═══ Dataset

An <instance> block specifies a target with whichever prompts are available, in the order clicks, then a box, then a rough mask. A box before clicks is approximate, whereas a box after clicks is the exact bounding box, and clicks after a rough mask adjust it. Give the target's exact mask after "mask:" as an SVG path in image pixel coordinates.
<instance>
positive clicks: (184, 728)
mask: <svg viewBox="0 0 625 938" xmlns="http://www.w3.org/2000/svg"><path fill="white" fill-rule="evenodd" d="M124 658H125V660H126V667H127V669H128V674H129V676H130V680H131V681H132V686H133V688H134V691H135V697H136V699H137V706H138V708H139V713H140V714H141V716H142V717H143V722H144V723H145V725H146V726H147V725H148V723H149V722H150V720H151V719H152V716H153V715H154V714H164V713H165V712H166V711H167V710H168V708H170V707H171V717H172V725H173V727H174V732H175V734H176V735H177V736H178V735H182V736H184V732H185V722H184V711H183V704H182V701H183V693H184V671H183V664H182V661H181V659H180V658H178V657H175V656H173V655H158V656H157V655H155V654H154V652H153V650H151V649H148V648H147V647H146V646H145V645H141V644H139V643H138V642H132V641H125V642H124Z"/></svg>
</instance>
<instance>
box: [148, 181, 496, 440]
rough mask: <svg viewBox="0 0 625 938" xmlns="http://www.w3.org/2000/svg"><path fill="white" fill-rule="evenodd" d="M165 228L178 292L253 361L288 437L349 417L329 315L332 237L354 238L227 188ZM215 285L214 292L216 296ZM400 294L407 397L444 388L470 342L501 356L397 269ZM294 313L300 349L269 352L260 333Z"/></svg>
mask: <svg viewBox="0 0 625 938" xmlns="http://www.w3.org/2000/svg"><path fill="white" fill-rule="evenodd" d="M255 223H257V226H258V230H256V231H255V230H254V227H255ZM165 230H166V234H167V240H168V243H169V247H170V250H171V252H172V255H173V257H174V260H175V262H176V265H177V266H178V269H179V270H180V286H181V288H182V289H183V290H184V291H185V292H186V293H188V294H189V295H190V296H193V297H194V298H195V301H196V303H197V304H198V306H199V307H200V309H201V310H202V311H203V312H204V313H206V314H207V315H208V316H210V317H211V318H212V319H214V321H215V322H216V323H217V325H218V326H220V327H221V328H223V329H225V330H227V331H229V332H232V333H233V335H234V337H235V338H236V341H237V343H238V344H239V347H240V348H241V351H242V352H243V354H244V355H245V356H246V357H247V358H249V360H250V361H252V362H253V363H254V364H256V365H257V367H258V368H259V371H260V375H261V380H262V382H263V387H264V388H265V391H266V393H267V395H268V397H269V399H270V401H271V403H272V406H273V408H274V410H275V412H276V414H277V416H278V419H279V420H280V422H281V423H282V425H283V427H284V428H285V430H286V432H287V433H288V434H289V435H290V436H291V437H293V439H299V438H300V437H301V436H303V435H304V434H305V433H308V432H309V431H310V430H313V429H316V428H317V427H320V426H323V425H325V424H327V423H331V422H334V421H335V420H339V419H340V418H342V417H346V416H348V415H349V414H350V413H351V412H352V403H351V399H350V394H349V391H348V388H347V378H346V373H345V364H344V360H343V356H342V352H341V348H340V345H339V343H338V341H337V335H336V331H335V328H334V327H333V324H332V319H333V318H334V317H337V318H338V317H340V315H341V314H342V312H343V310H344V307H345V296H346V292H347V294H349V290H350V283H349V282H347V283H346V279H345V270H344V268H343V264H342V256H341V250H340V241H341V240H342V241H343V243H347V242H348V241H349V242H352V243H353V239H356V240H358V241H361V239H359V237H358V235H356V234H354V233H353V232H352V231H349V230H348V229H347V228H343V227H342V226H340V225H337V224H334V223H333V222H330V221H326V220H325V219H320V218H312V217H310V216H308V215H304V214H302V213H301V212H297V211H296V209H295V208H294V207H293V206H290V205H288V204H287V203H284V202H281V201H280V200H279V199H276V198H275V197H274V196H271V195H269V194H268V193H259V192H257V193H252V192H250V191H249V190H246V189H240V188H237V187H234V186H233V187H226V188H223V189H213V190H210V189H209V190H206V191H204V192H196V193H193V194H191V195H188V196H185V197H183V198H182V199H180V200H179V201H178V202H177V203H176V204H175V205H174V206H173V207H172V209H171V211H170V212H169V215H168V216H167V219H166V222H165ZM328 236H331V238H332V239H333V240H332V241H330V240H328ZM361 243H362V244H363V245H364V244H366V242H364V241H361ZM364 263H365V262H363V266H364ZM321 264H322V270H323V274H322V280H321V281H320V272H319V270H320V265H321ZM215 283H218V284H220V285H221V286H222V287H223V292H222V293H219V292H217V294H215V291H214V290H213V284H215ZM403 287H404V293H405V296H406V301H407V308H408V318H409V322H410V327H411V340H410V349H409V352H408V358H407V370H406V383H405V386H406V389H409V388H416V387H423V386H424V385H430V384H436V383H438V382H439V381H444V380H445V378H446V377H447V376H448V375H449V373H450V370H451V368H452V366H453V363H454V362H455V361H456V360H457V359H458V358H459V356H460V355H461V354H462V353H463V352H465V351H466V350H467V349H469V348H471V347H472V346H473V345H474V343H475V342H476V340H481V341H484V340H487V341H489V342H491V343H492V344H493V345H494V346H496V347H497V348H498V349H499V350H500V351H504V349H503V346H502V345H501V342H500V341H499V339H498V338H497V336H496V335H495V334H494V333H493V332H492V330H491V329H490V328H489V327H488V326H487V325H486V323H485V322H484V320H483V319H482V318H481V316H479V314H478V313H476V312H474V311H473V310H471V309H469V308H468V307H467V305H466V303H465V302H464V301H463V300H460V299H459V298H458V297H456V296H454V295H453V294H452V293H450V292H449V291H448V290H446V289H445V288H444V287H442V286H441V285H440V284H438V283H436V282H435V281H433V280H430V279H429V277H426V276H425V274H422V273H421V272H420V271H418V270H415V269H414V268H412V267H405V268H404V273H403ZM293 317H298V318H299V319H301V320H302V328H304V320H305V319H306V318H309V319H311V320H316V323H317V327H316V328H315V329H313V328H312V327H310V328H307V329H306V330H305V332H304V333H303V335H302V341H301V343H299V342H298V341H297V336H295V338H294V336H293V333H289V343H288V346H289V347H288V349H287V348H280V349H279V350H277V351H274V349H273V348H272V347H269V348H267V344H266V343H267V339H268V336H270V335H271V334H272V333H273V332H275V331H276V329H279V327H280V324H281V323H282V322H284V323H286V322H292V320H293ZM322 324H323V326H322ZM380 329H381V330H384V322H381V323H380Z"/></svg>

══════

Work to be completed: When you find a line in the records that contains the word "instance", copy it.

Task answer:
An <instance> block specifies a target with whichever prompts are available, in the order clicks, then a box, then a rough mask. A box before clicks is approximate, whereas a box after clicks is the exact bounding box, and clicks after a rough mask adjust it. Give the target's exact mask after "mask:" as an SVG path in image pixel coordinates.
<instance>
</instance>
<instance>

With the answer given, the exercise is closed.